DOCUMENT SEGMENT >>
start

In the hearing, FBI Special Agent Gregory Craig said Perkins and Dunmire first met in Virginia, without offering further details about their exact relationship. In March 2017, Perkins filed a complaint with Virginia Beach police alleging that Dunmire had raped her the previous week, Craig testified.
“[T]he investigators there, during their subsequent investigation, did not feel that there were—they could go forward with a prosecution, so Matthew was not prosecuted for the alleged rape of Chelsea,” he said.
(The Daily Beast typically does not name victims of sexual assault wiithout their permission, but Perkins was previously and widely named as a suspect in Dunmire’s murder before her rape allegation became public.)
After Dunmire’s death, but before Perkins was arrested, the FBI got a search warrant for Perkins’ phone and social media accounts. In a series of private Instagram messages between Perkins and another user roughly a week before Dunmire was killed, Perkins appeared disturbed that the social network’s algorithm had suggested Dunmire as a “friend.”
“That guy is a walking turd,” the Instagram user responded, according to the transcript.
“LMFAO,” Perkins replied. “I don’t know how people still fuck with him.”
“Me neither,” the other user wrote back. “Like, how the fuck does he live with himself?”
After some more back-and-forth, Perkins said, “He will get his someday…”
“Yes he will,” the other person wrote. “Karma is an evil bitch.”
Four days later, Perkins re-established contact with Dunmire via Facebook Messenger, using her stage name, Selena Savage, Craig said in court.
On March 3, 2021, Dunmire sent Perkins a friend request on Facebook, which she accepted, according to Craig’s testimony. That same day, Perkins posted to her Facebook page, “Dead men tell no tail [sic.]”
Two days later, Perkins set off on an “hours-long road trip” to Cleveland, prosecutors say, “armed with a 9mm firearm.”
That evening, Dunmire and some friends from the screen-printing shop where he worked went out to a bar called the Tiki Underground. There, he told his colleagues that a woman was coming in from out of town to see him, and that she was staying the night in Cleveland, according to a December 2021 criminal complaint charging Perkins with murder.
“I think about a week prior to all of this, Matthew was so excited because he was trying to stop drinking,” one of Dunmire’s co-workers told The Daily Beast shortly after Perkins was arrested. “He was really proud of himself, he was turning his life around. I remember he made a comment about having his whole life ahead of him—and then this happened.”
At around 6 p.m., a white Smart car with Virginia plates pulled up and Dunmire got in. The vehicle had a Coast Guard sticker on the back window, as well as a Bauhaus sticker and a third reading, “Virginia is for Lovers.” The two headed for an Airbnb Perkins booked using a credit card in her own name, stopping along the way for cigarettes and a bottle of water. Later, Perkins messaged a tattoo artist in Detroit saying she’d be there the next day after “making a stop first,” the complaint states.

end

EXTRACTED ENTRIES >>
start

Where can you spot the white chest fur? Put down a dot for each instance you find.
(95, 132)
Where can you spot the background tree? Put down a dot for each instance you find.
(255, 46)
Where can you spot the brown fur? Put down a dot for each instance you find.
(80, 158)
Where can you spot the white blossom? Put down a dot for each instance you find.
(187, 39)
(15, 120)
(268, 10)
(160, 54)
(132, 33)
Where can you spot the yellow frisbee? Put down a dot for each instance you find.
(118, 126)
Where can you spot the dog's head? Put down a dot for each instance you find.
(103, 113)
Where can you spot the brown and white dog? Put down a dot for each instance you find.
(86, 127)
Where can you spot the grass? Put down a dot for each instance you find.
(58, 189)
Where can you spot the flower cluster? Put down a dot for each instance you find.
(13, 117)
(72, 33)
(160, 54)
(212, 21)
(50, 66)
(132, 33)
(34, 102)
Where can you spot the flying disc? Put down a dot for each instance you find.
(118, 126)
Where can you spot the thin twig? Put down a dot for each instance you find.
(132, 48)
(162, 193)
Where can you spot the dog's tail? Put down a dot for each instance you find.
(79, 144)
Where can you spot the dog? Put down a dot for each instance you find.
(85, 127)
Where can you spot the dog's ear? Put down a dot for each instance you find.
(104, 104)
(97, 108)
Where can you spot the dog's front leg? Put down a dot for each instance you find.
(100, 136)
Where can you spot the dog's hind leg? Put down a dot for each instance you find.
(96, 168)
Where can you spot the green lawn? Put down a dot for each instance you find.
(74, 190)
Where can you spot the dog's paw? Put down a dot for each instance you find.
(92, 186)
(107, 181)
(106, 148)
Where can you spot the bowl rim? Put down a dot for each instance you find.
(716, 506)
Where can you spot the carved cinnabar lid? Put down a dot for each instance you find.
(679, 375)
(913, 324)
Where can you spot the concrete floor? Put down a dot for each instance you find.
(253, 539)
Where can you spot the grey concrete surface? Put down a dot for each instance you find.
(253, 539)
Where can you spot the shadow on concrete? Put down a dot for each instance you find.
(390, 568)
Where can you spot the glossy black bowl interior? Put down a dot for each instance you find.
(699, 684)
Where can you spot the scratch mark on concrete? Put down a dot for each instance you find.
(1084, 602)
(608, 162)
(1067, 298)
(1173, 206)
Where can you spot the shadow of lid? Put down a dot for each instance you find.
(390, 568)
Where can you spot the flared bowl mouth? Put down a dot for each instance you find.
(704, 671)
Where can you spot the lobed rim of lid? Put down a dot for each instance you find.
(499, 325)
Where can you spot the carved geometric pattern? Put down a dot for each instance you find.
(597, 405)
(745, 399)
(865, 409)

end

WRITTEN REQUEST A >> In the murder case report, what name did Perkins use when she re-established contact with Dunmire through Facebook Messenger?
WRITTEN REQUEST B >> Extract the passage of the murder case report from "Four days later, Perkins" up to and including "Perkins with murder.".
The rows have nothing to do with the murder case report.

EXERCISE SOLUTION A >> Her stage name, Selena Savage.

EXERCISE SOLUTION B >>
Four days later, Perkins re-established contact with Dunmire via Facebook Messenger, using her stage name, Selena Savage, Craig said in court.
On March 3, 2021, Dunmire sent Perkins a friend request on Facebook, which she accepted, according to Craig’s testimony. That same day, Perkins posted to her Facebook page, “Dead men tell no tail [sic.]”
Two days later, Perkins set off on an “hours-long road trip” to Cleveland, prosecutors say, “armed with a 9mm firearm.”
That evening, Dunmire and some friends from the screen-printing shop where he worked went out to a bar called the Tiki Underground. There, he told his colleagues that a woman was coming in from out of town to see him, and that she was staying the night in Cleveland, according to a December 2021 criminal complaint charging Perkins with murder.